[Dataset records]
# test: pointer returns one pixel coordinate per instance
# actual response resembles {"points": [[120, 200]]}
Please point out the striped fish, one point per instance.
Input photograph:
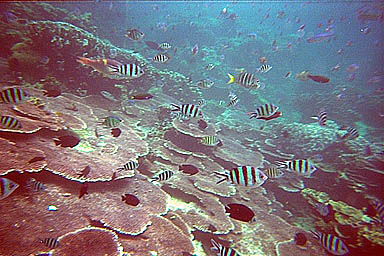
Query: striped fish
{"points": [[165, 175], [263, 111], [112, 121], [245, 79], [321, 117], [13, 95], [352, 133], [131, 165], [331, 243], [9, 122], [51, 243], [205, 83], [189, 110], [302, 166], [264, 68], [165, 46], [161, 58], [130, 71], [210, 140], [223, 251], [7, 187], [35, 185], [243, 175], [134, 34], [274, 172]]}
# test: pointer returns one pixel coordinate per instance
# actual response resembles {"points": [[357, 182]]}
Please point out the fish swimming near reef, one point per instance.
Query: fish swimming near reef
{"points": [[129, 166], [264, 111], [223, 251], [331, 243], [13, 95], [134, 34], [302, 166], [240, 212], [130, 199], [243, 175], [129, 71], [165, 175], [9, 122], [7, 187], [246, 80], [188, 110], [321, 117]]}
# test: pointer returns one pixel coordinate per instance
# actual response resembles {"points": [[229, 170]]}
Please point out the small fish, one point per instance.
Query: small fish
{"points": [[188, 169], [83, 189], [321, 208], [352, 133], [111, 121], [115, 132], [35, 185], [321, 117], [67, 141], [165, 175], [51, 243], [129, 166], [240, 212], [210, 140], [7, 187], [265, 110], [161, 58], [274, 172], [223, 251], [189, 110], [245, 79], [134, 34], [84, 173], [205, 83], [130, 71], [210, 66], [130, 199], [244, 176], [141, 96], [9, 122], [13, 95], [264, 68], [331, 243], [301, 166], [165, 46]]}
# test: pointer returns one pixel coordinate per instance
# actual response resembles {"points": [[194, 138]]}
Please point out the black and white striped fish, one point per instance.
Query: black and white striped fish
{"points": [[161, 58], [331, 243], [246, 80], [221, 250], [352, 133], [165, 175], [263, 111], [35, 185], [13, 95], [130, 71], [264, 68], [131, 165], [302, 166], [210, 140], [274, 172], [321, 117], [189, 110], [51, 243], [165, 46], [243, 175], [9, 122]]}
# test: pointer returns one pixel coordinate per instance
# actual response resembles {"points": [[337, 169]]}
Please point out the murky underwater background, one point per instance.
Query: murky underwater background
{"points": [[100, 156]]}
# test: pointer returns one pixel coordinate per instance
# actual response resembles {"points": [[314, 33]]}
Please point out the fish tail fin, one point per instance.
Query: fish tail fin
{"points": [[231, 79]]}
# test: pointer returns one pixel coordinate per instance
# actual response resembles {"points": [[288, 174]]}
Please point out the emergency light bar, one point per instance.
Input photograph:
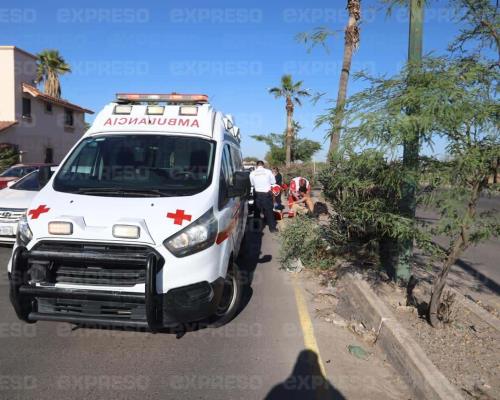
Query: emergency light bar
{"points": [[167, 97]]}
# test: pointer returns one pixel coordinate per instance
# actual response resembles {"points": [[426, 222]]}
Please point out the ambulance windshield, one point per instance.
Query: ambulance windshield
{"points": [[138, 166]]}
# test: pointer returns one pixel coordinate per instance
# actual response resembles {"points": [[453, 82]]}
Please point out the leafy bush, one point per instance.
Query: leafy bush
{"points": [[364, 189], [302, 238]]}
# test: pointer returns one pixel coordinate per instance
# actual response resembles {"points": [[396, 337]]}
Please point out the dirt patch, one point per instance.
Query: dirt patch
{"points": [[466, 350]]}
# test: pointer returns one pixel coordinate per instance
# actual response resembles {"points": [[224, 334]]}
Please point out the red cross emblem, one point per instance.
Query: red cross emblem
{"points": [[35, 213], [179, 216]]}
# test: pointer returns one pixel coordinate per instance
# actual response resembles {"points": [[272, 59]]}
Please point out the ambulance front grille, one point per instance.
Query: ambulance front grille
{"points": [[90, 308], [100, 276], [90, 263]]}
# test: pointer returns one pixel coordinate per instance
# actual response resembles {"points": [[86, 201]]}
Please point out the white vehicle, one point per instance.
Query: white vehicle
{"points": [[142, 222], [14, 202]]}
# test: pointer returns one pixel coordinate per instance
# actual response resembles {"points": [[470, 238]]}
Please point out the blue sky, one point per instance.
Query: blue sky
{"points": [[231, 51]]}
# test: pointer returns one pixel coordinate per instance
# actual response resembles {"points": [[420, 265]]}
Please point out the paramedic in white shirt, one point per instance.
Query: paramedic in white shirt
{"points": [[261, 180]]}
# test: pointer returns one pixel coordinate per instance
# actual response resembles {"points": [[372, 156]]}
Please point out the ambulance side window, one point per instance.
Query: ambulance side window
{"points": [[237, 161], [226, 177]]}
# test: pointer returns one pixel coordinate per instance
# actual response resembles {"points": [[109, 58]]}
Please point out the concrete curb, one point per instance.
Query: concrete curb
{"points": [[406, 356], [478, 311]]}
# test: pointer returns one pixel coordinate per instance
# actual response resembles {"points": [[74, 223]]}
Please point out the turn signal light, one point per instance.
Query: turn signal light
{"points": [[126, 231]]}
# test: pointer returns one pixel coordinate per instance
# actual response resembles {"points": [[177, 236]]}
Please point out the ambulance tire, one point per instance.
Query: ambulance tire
{"points": [[231, 297]]}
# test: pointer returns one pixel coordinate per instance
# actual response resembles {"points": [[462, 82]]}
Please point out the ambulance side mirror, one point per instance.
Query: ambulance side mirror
{"points": [[241, 184]]}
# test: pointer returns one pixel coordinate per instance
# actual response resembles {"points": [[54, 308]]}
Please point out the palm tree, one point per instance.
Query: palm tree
{"points": [[50, 66], [351, 43], [292, 92]]}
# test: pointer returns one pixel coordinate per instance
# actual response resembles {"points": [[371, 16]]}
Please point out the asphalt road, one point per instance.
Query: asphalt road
{"points": [[480, 263], [250, 358]]}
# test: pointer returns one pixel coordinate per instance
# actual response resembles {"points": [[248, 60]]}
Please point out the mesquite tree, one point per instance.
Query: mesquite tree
{"points": [[457, 104]]}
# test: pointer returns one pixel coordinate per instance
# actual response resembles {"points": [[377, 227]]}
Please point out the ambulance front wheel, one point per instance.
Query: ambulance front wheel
{"points": [[231, 297]]}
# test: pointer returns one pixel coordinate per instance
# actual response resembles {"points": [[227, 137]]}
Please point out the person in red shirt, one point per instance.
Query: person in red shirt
{"points": [[299, 196]]}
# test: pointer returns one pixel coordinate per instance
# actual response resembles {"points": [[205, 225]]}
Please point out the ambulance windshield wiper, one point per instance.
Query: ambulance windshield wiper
{"points": [[123, 192]]}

-- TASK --
The pictures should not be reproduced; quote all of the other material exactly.

-- TASK OUTPUT --
# test: pointer returns one pixel coordinate per instance
# actual response resembles {"points": [[120, 200]]}
Please point out the striped fish, one point per instance.
Input photograph:
Query: striped fish
{"points": [[165, 175], [263, 111], [112, 121], [245, 79], [321, 117], [13, 95], [352, 133], [131, 165], [331, 243], [9, 122], [51, 243], [205, 83], [189, 110], [302, 166], [264, 68], [165, 46], [161, 58], [130, 71], [210, 140], [223, 251], [7, 187], [35, 185], [243, 175], [134, 34], [274, 172]]}
# test: pointer returns one pixel coordinate per instance
# actual response resembles {"points": [[357, 182]]}
Please point out the fish swimming near reef, one point per instance.
Query: fish swimming near reef
{"points": [[129, 166], [264, 111], [223, 251], [331, 243], [13, 95], [134, 34], [302, 166], [240, 212], [130, 199], [243, 175], [129, 71], [165, 175], [9, 122], [7, 187], [246, 80], [188, 110], [321, 117]]}
# test: pointer returns one pixel coordinate per instance
# actual response resembles {"points": [[229, 170]]}
Please point out the small fish, one point per instance.
Query: small fish
{"points": [[188, 169], [83, 189], [321, 208], [352, 133], [111, 121], [115, 132], [35, 185], [321, 117], [67, 141], [165, 175], [51, 243], [129, 166], [240, 212], [210, 140], [7, 187], [265, 110], [161, 58], [274, 172], [223, 251], [189, 110], [245, 79], [134, 34], [84, 173], [205, 83], [130, 71], [210, 66], [130, 199], [244, 176], [141, 96], [9, 122], [13, 95], [264, 68], [331, 243], [301, 166], [165, 46]]}
# test: pointer returns one pixel coordinate per instance
# actual response resembles {"points": [[194, 138]]}
Please point out the black and white striped fish, one point per instance.
Query: black and white striped fish
{"points": [[161, 58], [331, 243], [246, 80], [221, 250], [352, 133], [165, 175], [263, 111], [35, 185], [13, 95], [130, 71], [264, 68], [131, 165], [302, 166], [210, 140], [274, 172], [321, 117], [189, 110], [51, 243], [165, 46], [243, 175], [9, 122]]}
# test: pointer returns one pixel coordinate per instance
# actual response resembles {"points": [[337, 169]]}
Please point out the murky underwater background, one point per instance.
Query: murky underwater background
{"points": [[100, 156]]}
# test: pointer returns one pixel coordinate per instance
# actual response resembles {"points": [[314, 33]]}
Please point out the fish tail fin, one point per instance.
Query: fish tail fin
{"points": [[231, 79]]}
# test: pointer returns one pixel coordinate per instance
# actual response resembles {"points": [[288, 174]]}
Please point out the emergency light bar, one point per instance.
Input photograph:
Query: emergency light bar
{"points": [[167, 97]]}
# test: pointer returns one pixel coordinate per instance
# actual response resembles {"points": [[426, 222]]}
Please point out the ambulance windshield, one point per instance.
Query: ambulance windshield
{"points": [[138, 166]]}
# test: pointer returns one pixel coordinate per instance
# actual response resembles {"points": [[453, 82]]}
Please point out the leafy bush, one point per instance.
Query: leafy bush
{"points": [[364, 189], [302, 238]]}
# test: pointer returns one pixel coordinate per instance
# actual response resembles {"points": [[396, 337]]}
Please point out the dirt patch, one point per instance.
Query: dirt patch
{"points": [[466, 350]]}
# test: pointer returns one pixel coordinate per instance
# actual response resembles {"points": [[224, 334]]}
Please point out the red cross emblem, one point per instance.
Query: red cross emblem
{"points": [[35, 213], [179, 216]]}
# test: pointer returns one pixel coordinate per instance
# actual response resembles {"points": [[272, 59]]}
Please point out the ambulance front grille, one point per instance.
Query: ambulance front grille
{"points": [[90, 308], [100, 276], [90, 263]]}
# test: pointer returns one pixel coordinate per instance
# actual response resembles {"points": [[86, 201]]}
Please point out the white vehicle, one point per instance.
Query: white vehicle
{"points": [[142, 222], [14, 202]]}
# test: pointer returns one pixel coordinate per instance
# actual response resembles {"points": [[470, 238]]}
Please point out the blue sky, one point per instance.
Query: blue sky
{"points": [[231, 51]]}
# test: pointer returns one pixel coordinate per instance
# actual response resembles {"points": [[420, 265]]}
Please point out the paramedic in white shirt, one point per instance.
Query: paramedic in white shirt
{"points": [[261, 180]]}
# test: pointer returns one pixel coordinate per instance
# actual response resembles {"points": [[372, 156]]}
Please point out the ambulance side window, one point per instance.
Query: ambulance side window
{"points": [[237, 161], [226, 177]]}
# test: pointer returns one pixel coordinate per instance
# actual response resembles {"points": [[109, 58]]}
Please point out the concrete curb, one point per instance.
Query: concrete curb
{"points": [[406, 356], [478, 311]]}
# test: pointer returns one pixel coordinate per instance
# actual response resembles {"points": [[74, 223]]}
Please point out the turn signal light, one point per instance.
Query: turn signal light
{"points": [[126, 231]]}
# test: pointer returns one pixel coordinate per instance
# actual response resembles {"points": [[177, 236]]}
Please point out the ambulance tire, one point per instance.
Query: ambulance tire
{"points": [[231, 297]]}
# test: pointer returns one pixel coordinate per instance
# actual response resembles {"points": [[462, 82]]}
Please point out the ambulance side mirror, one point per instance.
Query: ambulance side mirror
{"points": [[241, 184]]}
# test: pointer returns one pixel coordinate per instance
# actual response resembles {"points": [[54, 308]]}
Please point out the palm tree, one point per instance.
Query: palm tree
{"points": [[50, 66], [351, 43], [292, 92]]}
# test: pointer returns one pixel coordinate per instance
# actual response resembles {"points": [[371, 16]]}
Please point out the asphalt road, one point per instance.
Query: asphalt road
{"points": [[480, 263], [250, 358]]}
# test: pointer returns one pixel coordinate per instance
# actual response resembles {"points": [[248, 60]]}
Please point out the mesquite tree, one point per instance.
Query: mesquite tree
{"points": [[457, 104]]}
# test: pointer returns one pixel coordinate per instance
# actual response resembles {"points": [[377, 227]]}
Please point out the ambulance front wheel, one point per instance.
Query: ambulance front wheel
{"points": [[231, 297]]}
# test: pointer returns one pixel coordinate per instance
# actual response resembles {"points": [[227, 137]]}
Please point out the person in red shirt, one point per instance.
Query: person in red shirt
{"points": [[299, 196]]}
# test: pointer returns one pixel coordinate per instance
# actual response resembles {"points": [[205, 225]]}
Please point out the ambulance windshield wiper, one point per instance.
Query: ambulance windshield wiper
{"points": [[123, 192]]}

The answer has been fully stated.